- [Material for the task]
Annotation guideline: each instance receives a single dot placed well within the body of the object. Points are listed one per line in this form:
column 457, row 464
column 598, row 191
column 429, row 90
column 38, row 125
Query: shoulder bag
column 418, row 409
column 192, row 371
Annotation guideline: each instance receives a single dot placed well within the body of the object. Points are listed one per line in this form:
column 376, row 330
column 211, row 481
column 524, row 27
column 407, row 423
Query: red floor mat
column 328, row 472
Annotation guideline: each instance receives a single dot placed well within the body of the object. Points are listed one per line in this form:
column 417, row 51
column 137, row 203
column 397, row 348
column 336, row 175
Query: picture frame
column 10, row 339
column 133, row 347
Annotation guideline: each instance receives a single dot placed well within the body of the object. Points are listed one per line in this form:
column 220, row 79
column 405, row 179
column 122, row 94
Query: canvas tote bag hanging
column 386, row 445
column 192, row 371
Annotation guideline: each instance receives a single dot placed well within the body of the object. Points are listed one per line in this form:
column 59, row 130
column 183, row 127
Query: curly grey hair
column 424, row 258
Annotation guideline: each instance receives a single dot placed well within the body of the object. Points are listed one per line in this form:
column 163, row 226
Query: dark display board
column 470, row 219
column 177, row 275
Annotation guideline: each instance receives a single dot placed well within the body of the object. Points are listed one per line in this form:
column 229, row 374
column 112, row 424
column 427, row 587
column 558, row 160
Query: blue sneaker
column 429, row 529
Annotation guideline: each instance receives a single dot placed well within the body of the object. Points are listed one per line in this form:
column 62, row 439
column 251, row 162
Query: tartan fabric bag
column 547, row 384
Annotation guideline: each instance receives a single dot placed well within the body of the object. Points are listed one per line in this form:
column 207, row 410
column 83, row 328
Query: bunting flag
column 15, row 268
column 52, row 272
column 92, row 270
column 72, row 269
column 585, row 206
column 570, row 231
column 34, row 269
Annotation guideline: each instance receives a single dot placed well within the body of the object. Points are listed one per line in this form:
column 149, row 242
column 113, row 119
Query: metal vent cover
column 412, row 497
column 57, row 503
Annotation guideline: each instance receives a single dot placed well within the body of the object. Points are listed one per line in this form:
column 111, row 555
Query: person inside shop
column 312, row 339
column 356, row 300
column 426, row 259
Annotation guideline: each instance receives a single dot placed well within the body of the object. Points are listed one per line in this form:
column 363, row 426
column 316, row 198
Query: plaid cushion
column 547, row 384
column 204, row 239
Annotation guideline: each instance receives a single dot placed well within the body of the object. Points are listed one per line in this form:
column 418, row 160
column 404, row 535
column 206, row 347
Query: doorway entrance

- [Task to complete] Rewrite every item above with "Query" replaced by "Target" wherever it occurs. Leave everything else unchanged.

- [Result]
Annotation guideline: each instance receives a single dot placed well within the body of the object. Points are listed one per line in this form:
column 457, row 464
column 598, row 191
column 429, row 90
column 38, row 125
Target: shoulder bag
column 418, row 409
column 192, row 371
Annotation guideline: each instance receives a single dot placed well within the body of the object. Points are listed one per line in this form:
column 376, row 330
column 211, row 481
column 524, row 27
column 407, row 423
Target: red floor mat
column 328, row 472
Annotation guideline: each instance receives a single dot placed well within the body of the object. Points are listed one per line in this form:
column 417, row 51
column 137, row 203
column 397, row 348
column 336, row 175
Target: picture frame
column 10, row 339
column 133, row 347
Annotation guideline: each instance receives a single dot placed well within the body of the object. Points are listed one per line in this form:
column 220, row 79
column 405, row 179
column 122, row 94
Target: canvas tote bag hanging
column 386, row 445
column 192, row 371
Annotation guideline: each instance receives a single dot placed well within the body of the object. Points are listed one per line in this form:
column 59, row 130
column 183, row 127
Target: curly grey hair
column 424, row 258
Annotation guideline: each instance receives a single dot placed well within the body of the object. Points are listed one per line in this form:
column 163, row 226
Target: dark display board
column 470, row 219
column 177, row 275
Annotation guideline: each instance receives a single dot placed well within the body of the object. Points are listed one per line in this form:
column 229, row 374
column 112, row 424
column 427, row 587
column 558, row 160
Target: blue sneaker
column 429, row 529
Annotation guideline: each instance receives a single dot placed well within the body of the object. Points are listed one per line in this form:
column 62, row 439
column 251, row 162
Target: tartan fabric bag
column 547, row 384
Annotation guideline: each instance receives a single dot placed well within the body of the object. Points are listed one per line in this form:
column 207, row 410
column 83, row 328
Target: bunting flag
column 15, row 268
column 52, row 272
column 92, row 270
column 72, row 269
column 585, row 206
column 570, row 231
column 34, row 269
Annotation guideline: each instance receives a single dot placed well within the body of the object. Points are listed one per line in this form:
column 149, row 242
column 113, row 119
Target: metal vent cover
column 412, row 497
column 57, row 503
Annotation guideline: each instance receives a single dot placed well within the body of the object. Points are listed one per line in this form:
column 111, row 555
Target: person inside shop
column 312, row 339
column 356, row 300
column 426, row 259
Annotation guideline: each instance receives a single dot placed well within the body of the object. Points are listed one per line in this form:
column 363, row 426
column 316, row 198
Target: plaid cushion
column 547, row 384
column 204, row 239
Annotation guideline: each instance receives a single dot placed well within the body of the object. Points are listed one per line in this form:
column 418, row 160
column 404, row 535
column 206, row 347
Target: doorway entrance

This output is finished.